== EXTRAIT DU DOCUMENT ==
####################
Analysons maintenant la reconstruction des faits concernant la création et la publication de Madame Bovary que Du Camp nous a laissée dans ses Souvenirs littéraires, en la comparant avec les lettres écrites à Flaubert pendant cette période.

Glissons sur l’affirmation inexacte que « Flaubert employa trois années à écrire Madame Bovary » (17), affirmation qu’il répète à la page suivante, puisque Du Camp savait que le roman avait été commencé en septembre 1851 ; encore une fois, sa bonne mémoire, tant vantée (18), pourrait lui avoir fait défaut.

Ce qui, au contraire, ne peut être considéré défaut de mémoire, ce sont les observations faites sur le roman. D’abord, son insistance sur l’intervention constante de Bouilhet pendant la rédaction de Madame Bovary ; les Souvenirs littéraires nous apprennent à cet égard que « toutes les pages du roman passèrent une à une sous les yeux de Bouilhet et subirent son impeccable critique » (19) Il en est de même pour Salammbô, qui aurait été écrit « sous les yeux mêmes de Bouilhet » (20).
####################
== DONNÉES ENREGISTRÉES ==
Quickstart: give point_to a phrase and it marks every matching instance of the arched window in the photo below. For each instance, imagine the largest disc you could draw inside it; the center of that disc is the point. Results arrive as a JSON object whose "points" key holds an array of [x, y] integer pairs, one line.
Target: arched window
####################
== EXERCICES À FAIRE ==
(1) Répondez à ces questions sur l'extrait consacré aux Souvenirs littéraires :
(a) Selon l'extrait, en quel mois et quelle année le roman avait-il été commencé ?
(b) Qui, d'après les Souvenirs littéraires, aurait vu passer une à une toutes les pages du roman ?
(c) Quel autre ouvrage aurait été écrit « sous les yeux mêmes de Bouilhet » ?
(2) Dans l'extrait consacré aux Souvenirs littéraires, renommez « roman » en « livre » en recopiant le passage qui commence par « Glissons sur l’affirmation » et se poursuit jusqu'à « avoir fait défaut. ».
(3) Quels titres d'ouvrages l'extrait consacré aux Souvenirs littéraires cite-t-il ? Donnez-les tous.

== CORRIGÉ DES EXERCICES ==
(1)
(a) En septembre 1851.
(b) Bouilhet.
(c) Salammbô.

(2)
Glissons sur l’affirmation inexacte que « Flaubert employa trois années à écrire Madame Bovary » (17), affirmation qu’il répète à la page suivante, puisque Du Camp savait que le livre avait été commencé en septembre 1851 ; encore une fois, sa bonne mémoire, tant vantée (18), pourrait lui avoir fait défaut.

(3) Madame Bovary ; Souvenirs littéraires ; Salammbô